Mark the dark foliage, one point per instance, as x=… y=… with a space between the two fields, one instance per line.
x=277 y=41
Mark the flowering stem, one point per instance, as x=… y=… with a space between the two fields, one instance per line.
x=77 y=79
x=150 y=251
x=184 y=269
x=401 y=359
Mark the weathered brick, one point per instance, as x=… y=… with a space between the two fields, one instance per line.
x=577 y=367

## JOB
Render the records above as a two-column CSV with the columns label_request and points, one row for each record: its request in the first field and its answer in the second, each field quoted and any line breaks replaced by spaces.

## RESULT OF THE TASK
label_request,points
"Mark the dark foliage, one point per instance, as x=… y=… with a space between the two fields, one instance per line.","x=277 y=41"
"Mark the flowering stem, one point per instance, as x=… y=… with a space between the two fields, one instance per line.","x=77 y=79 x=150 y=251 x=184 y=269 x=401 y=359"
"Mark the weathered brick, one point per instance, as x=… y=… with a space between the two fields, one instance per line.","x=577 y=367"